▶ _EXERCISE GOAL_
Write out the lines below as a JSON list of strings, one string per line, skipping any blank lines.

▶ _MATERIAL FOR THIS TASK_

==*==

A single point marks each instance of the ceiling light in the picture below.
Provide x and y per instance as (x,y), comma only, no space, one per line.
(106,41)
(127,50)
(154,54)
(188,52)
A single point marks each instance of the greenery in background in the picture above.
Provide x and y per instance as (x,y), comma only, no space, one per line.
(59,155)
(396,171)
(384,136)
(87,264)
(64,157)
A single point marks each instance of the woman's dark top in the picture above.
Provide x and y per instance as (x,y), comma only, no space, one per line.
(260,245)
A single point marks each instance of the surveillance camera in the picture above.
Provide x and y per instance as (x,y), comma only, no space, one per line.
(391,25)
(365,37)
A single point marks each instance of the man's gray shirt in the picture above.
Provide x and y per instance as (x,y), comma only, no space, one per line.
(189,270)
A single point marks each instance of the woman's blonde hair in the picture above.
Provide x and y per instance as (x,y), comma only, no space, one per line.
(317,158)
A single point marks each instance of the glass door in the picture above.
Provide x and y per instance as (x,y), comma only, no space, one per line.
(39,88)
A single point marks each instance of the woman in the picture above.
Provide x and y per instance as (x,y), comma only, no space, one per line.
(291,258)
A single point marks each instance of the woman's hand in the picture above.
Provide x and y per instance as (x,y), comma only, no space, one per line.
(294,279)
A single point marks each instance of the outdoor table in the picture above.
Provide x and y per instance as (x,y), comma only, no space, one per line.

==*==

▶ _CORRECT RESULT_
[
  "A single point marks each instance of the ceiling light in the picture below.",
  "Provide x and y per instance as (x,y), comma only, no space, one per line.",
  "(106,41)",
  "(127,50)",
  "(154,54)",
  "(188,52)",
  "A single point marks each instance of the greenery in background in the picture above.",
  "Provide x and y per instance as (x,y), comma only, no space, one per line.",
  "(59,155)",
  "(396,171)",
  "(384,136)",
  "(87,264)",
  "(64,157)",
  "A single point marks each instance of the woman's dark top in the picture above.",
  "Provide x and y per instance as (x,y), comma only, no space, one per line.",
  "(260,245)",
  "A single point marks each instance of the surveillance camera in the picture above.",
  "Provide x and y per instance as (x,y), comma only, no space, one per line.",
  "(391,25)",
  "(365,37)",
  "A single point marks each instance of the man's gray shirt in the picture above.",
  "Provide x and y per instance as (x,y), comma only, no space, one per line.",
  "(189,270)",
  "A single point marks each instance of the woman's blonde hair in the picture above.",
  "Provide x and y per instance as (x,y), comma only, no space, one per line.",
  "(317,158)",
  "A single point marks each instance of the glass door in the picture above.",
  "Provide x and y per instance as (x,y), comma only, no space, one per line.",
  "(39,88)",
  "A single point marks each instance of the woman in the picture above.",
  "Provide x and y per instance as (x,y), comma only, no space, one per line.",
  "(291,258)",
  "A single point marks each instance of the woman's hand in the picture above.",
  "Provide x and y per instance as (x,y), comma only, no space, one per line.",
  "(294,279)",
  "A single point marks each instance of the outdoor table in the picture above.",
  "Provide x and y per instance as (x,y), comma only, no space, one per line."
]